> **EXERCISE**
The entire listing is to be repeated verbatim.

↓

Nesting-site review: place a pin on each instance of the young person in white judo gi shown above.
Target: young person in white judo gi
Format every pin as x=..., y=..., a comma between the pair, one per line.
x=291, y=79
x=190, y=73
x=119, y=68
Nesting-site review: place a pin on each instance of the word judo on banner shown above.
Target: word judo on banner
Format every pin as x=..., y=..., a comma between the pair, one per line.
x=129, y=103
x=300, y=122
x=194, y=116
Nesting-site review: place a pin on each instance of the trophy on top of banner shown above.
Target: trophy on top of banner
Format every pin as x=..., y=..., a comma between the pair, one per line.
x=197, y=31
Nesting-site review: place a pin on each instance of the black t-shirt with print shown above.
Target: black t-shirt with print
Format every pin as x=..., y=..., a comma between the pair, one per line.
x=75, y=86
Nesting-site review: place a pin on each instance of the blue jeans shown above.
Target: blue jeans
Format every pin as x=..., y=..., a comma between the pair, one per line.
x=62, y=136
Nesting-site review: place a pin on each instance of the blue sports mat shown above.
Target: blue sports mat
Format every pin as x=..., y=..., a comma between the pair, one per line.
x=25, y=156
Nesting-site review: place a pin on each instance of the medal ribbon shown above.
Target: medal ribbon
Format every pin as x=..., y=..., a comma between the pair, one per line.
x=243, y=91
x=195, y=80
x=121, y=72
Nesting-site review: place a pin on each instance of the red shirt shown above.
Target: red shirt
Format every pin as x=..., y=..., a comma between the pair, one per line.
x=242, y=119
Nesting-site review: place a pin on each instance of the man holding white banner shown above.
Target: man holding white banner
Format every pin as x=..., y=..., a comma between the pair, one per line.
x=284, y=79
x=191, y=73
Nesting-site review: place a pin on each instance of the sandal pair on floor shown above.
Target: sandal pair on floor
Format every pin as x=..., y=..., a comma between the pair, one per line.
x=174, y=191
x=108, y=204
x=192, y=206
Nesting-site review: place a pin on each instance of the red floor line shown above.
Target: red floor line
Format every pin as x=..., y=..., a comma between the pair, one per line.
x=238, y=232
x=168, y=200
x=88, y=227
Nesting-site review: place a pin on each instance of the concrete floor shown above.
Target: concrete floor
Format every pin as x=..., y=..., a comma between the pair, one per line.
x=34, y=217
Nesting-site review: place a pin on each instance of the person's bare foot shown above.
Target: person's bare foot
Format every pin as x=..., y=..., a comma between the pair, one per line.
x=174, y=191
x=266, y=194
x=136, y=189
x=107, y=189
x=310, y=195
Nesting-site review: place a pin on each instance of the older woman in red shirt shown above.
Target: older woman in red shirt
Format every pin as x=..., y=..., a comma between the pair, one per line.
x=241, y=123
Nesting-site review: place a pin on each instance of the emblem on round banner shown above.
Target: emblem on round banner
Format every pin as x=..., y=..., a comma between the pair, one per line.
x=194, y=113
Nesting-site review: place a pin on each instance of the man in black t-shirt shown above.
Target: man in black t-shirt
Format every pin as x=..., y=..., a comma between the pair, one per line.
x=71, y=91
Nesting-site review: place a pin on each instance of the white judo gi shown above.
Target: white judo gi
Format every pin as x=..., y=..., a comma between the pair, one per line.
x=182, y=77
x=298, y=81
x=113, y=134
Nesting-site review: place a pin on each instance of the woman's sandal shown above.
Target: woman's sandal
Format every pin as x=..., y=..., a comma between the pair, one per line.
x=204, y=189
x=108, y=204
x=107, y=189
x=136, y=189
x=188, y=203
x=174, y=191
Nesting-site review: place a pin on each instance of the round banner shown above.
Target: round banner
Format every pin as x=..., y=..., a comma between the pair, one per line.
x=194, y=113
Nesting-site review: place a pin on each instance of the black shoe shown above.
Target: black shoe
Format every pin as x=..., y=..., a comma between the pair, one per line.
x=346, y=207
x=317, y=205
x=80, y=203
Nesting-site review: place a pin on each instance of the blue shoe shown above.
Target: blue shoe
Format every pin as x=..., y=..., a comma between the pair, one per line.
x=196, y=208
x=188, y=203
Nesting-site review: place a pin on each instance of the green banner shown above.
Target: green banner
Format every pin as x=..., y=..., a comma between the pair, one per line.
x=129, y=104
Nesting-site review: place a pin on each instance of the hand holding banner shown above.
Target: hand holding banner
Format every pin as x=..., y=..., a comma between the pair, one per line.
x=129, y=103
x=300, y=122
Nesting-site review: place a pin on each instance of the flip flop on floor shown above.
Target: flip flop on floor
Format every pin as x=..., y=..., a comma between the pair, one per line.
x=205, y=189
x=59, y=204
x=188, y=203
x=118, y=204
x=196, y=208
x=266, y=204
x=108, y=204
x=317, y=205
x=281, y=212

↑

> **SOLUTION FOR THIS PROBLEM**
Nesting-site review: place a pin on each instance of the young person in white judo gi shown above.
Target: young person in white judo gi
Format every pin as x=..., y=..., a comma between the pair, one per line.
x=291, y=79
x=190, y=73
x=119, y=68
Nesting-site review: place a pin on each instance of the word judo on banner shown above.
Target: word judo on banner
Format every pin as x=..., y=..., a comma between the pair, one per line.
x=129, y=103
x=300, y=122
x=194, y=116
Nesting-site review: place a pin on each instance of the trophy on top of banner shown above.
Target: trophy on top of banner
Format every pin as x=..., y=..., a comma between the pair, one per line.
x=197, y=31
Nesting-site review: place a pin on each instance of the black t-shirt with print shown above.
Target: black t-shirt with print
Format every pin as x=..., y=..., a comma between the pair, one per line.
x=75, y=86
Nesting-site review: place a pin on each instance of the blue jeans shown above.
Target: blue jeans
Format every pin as x=..., y=..., a comma between the pair, one per line.
x=62, y=136
Nesting-site review: place a pin on each instance of the blue sports mat shown above.
Target: blue sports mat
Format every pin as x=..., y=..., a comma between the pair, one per line.
x=25, y=156
Nesting-site review: place a pin on each instance of the medal ribbon shown above.
Target: medal ribbon
Format every pin as x=..., y=..., a comma between the pair, one per line.
x=243, y=91
x=195, y=80
x=121, y=72
Nesting-site review: place a pin on each instance of the red shirt shown above.
Target: red shirt
Format every pin as x=..., y=..., a comma between the pair, one per line.
x=242, y=119
Nesting-site review: place a pin on each instance of the man holding white banner shown above.
Target: man holding white banner
Format every pin as x=..., y=..., a comma between the pair, one per line.
x=284, y=79
x=191, y=73
Nesting-site review: place a pin on each instance of the sandal pair on floor shown above.
Target: sandal pair on floor
Format every pin as x=..., y=..., a comma between the pair, one per line.
x=174, y=191
x=108, y=204
x=192, y=206
Nesting-site review: place a pin on each instance of the red floor line shown above.
Target: red floor line
Format every pin as x=..., y=..., a comma between the pair, one per line.
x=238, y=232
x=168, y=200
x=88, y=227
Nesting-site review: place a pin on each instance of the concrete floor shown above.
Target: concrete floor
Format every pin as x=..., y=..., a comma between the pair, one per line.
x=34, y=217
Nesting-site review: place a pin on each instance of the person's bare foot shown above.
Target: person's bare foot
Format every pin as x=..., y=..., a comma between the pair, one per line.
x=174, y=191
x=266, y=194
x=136, y=189
x=107, y=189
x=310, y=195
Nesting-site review: place a pin on each instance of the older woman in red shirt shown above.
Target: older woman in red shirt
Format every pin as x=..., y=..., a comma between the pair, one per line.
x=241, y=123
Nesting-site review: place a pin on each instance of the emblem on round banner shown above.
Target: emblem on round banner
Format every pin as x=..., y=..., a comma between the pair, one per line.
x=194, y=113
Nesting-site review: place a pin on each instance of the man in black t-shirt shown above.
Target: man in black t-shirt
Format every pin as x=..., y=..., a comma between the pair, one per line.
x=71, y=91
Nesting-site review: place a pin on each instance of the white judo gi shown above.
Target: white judo gi
Format every pin as x=..., y=..., a comma between the pair, one per line.
x=182, y=77
x=298, y=81
x=113, y=134
Nesting-site review: place a pin on each instance of the woman's sandal shown above.
Target: woman's sandal
Format every pin as x=..., y=..., a comma between the pair, one per line.
x=204, y=189
x=108, y=204
x=107, y=189
x=136, y=189
x=188, y=203
x=174, y=191
Nesting-site review: place a pin on each instance of the round banner shown above.
Target: round banner
Format every pin as x=..., y=..., a comma between the pair, one per line.
x=194, y=113
Nesting-site review: place a pin on each instance of the black shoe shown above.
Target: black shoe
Format every pin as x=..., y=..., a comma between the pair, one per line.
x=346, y=207
x=317, y=205
x=80, y=203
Nesting-site review: place a pin on each instance of the blue shoe shown above.
Target: blue shoe
Format every pin as x=..., y=..., a comma between the pair, one per line.
x=196, y=208
x=188, y=203
Nesting-site review: place a pin on each instance of the green banner shown above.
Target: green banner
Format every pin as x=..., y=..., a comma between the pair, one per line.
x=129, y=104
Nesting-site review: place a pin on each instance of the hand holding banner shown above.
Target: hand holding banner
Format every pin as x=..., y=..., a comma between the pair, one per line.
x=129, y=103
x=300, y=122
Nesting-site review: place a pin on each instance of the flip flop on floor shown above.
Target: flip flop on floor
Format every pin as x=..., y=..., a comma between the pair, one per line.
x=205, y=189
x=59, y=204
x=188, y=203
x=118, y=204
x=196, y=208
x=266, y=204
x=108, y=204
x=317, y=205
x=281, y=212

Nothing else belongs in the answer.